### TEKS BACAAN
Monitor Fiskal IMF, yang dirilis pada tanggal 2 Oktober, menunjukkan bahwa total gabungan utang publik dan swasta non-keuangan AS dan Tiongkok terhadap PDB mencapai sekitar 270 persen PDB, dengan AS menyumbang 30 persen dari total PDB global dan Tiongkok 20 persen.
Gaspar mengatakan, tantangan bagi AS adalah defisit anggaran yang terus meningkat.
Kantor Anggaran Kongres (CBO) memproyeksikan defisit AS akan mendekati tingkat era pandemi pada akhir dekade ini tanpa perubahan undang-undang pajak dan belanja, yang disebabkan oleh naiknya biaya layanan kesehatan, pensiun, dan bunga utang.
"Pada kecepatan yang diproyeksikan, rasio utang publik di AS akan berada di atas 140 persen PDB pada akhir dekade ini," ungkap Gaspar, dibandingkan dengan 110 persen pada tahun 2022.
Untuk mengatasi hal tersebut, Gaspar menyarankan, AS perlu mengambil pilihan sulit, termasuk menaikkan pajak bagi masyarakat kaya, mengakhiri keringanan pajak untuk produksi bahan bakar fosil, dan menaikkan atau menghapus batas pendapatan pajak Jaminan Sosial.
Tantangan yang Dihadapi Tiongkok
Sementara itu, Tiongkok menghadapi tantangan yang berbeda, salah satunya adalah pertumbuhan ekonomi yang melambat.

### DATA TERSIMPAN
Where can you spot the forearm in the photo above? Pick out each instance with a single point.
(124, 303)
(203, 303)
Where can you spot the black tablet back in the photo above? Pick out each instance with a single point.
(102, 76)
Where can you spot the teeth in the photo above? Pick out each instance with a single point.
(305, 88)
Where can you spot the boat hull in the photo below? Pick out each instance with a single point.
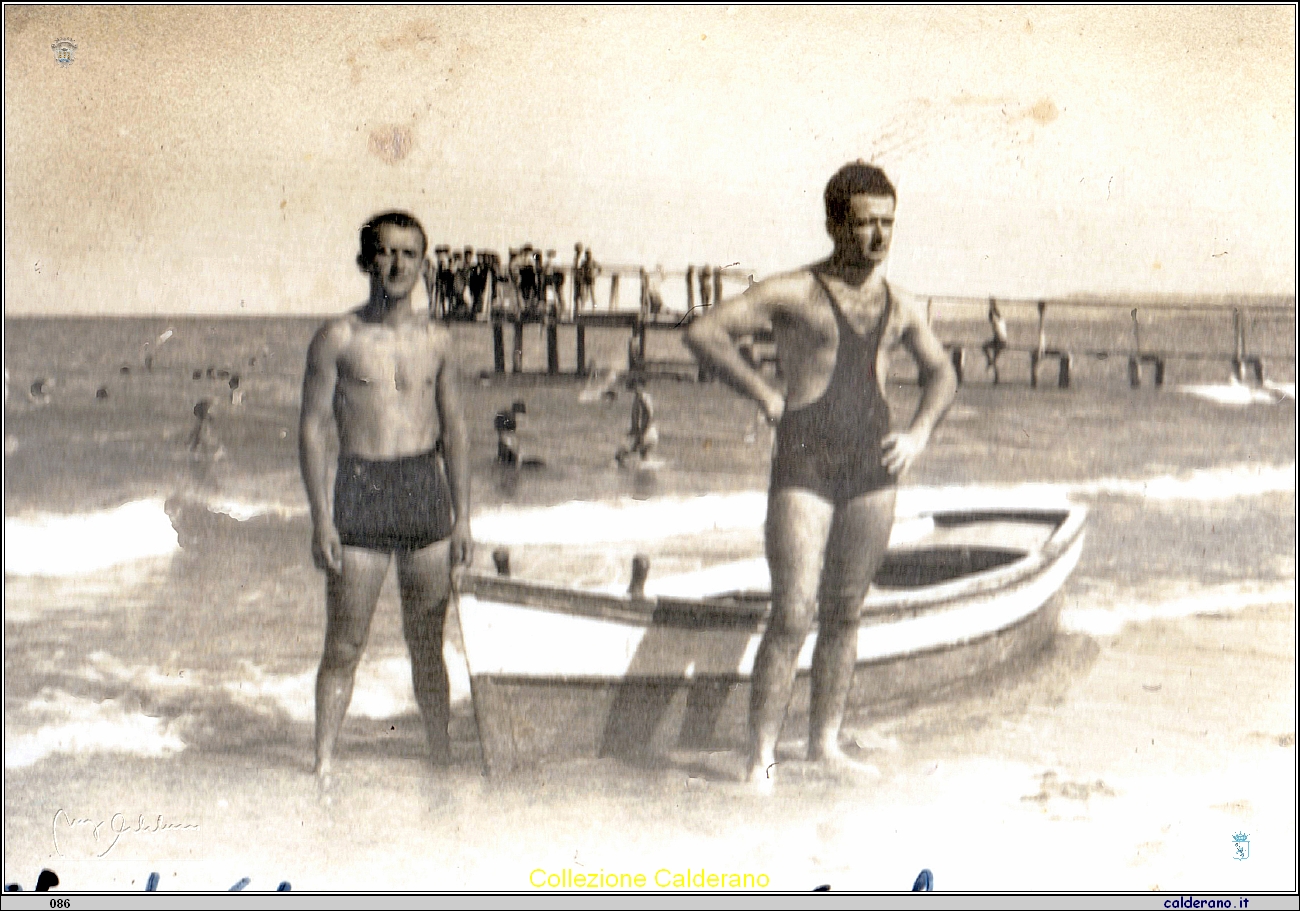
(559, 675)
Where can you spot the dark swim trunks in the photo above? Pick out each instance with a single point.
(401, 504)
(832, 446)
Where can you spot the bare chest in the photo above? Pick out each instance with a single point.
(402, 359)
(865, 312)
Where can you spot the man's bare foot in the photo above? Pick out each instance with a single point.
(837, 763)
(759, 779)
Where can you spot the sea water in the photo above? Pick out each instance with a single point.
(160, 601)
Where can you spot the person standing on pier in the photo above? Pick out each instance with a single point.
(995, 347)
(836, 460)
(382, 381)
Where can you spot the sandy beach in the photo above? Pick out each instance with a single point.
(167, 695)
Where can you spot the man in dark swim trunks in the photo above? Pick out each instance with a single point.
(835, 463)
(384, 380)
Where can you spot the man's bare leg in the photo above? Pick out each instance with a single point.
(856, 549)
(425, 578)
(350, 601)
(798, 524)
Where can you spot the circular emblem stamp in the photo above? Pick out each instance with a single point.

### SOAL
Tentukan apakah setiap pernyataan berikut sesuai dengan teks tentang utang AS dan Tiongkok. Jawab ya atau tidak, disertai kutipan persis dari teks yang menjadi penentunya.
1. Monitor Fiskal IMF dirilis pada tanggal 2 Oktober.
2. Rasio utang publik AS pada tahun 2022 adalah 140 persen PDB.
3. Pertumbuhan ekonomi yang melambat disebut sebagai salah satu tantangan Tiongkok.

### JAWABAN
1. Ya: "yang dirilis pada tanggal 2 Oktober"
2. Tidak: "dibandingkan dengan 110 persen pada tahun 2022"
3. Ya: "salah satunya adalah pertumbuhan ekonomi yang melambat"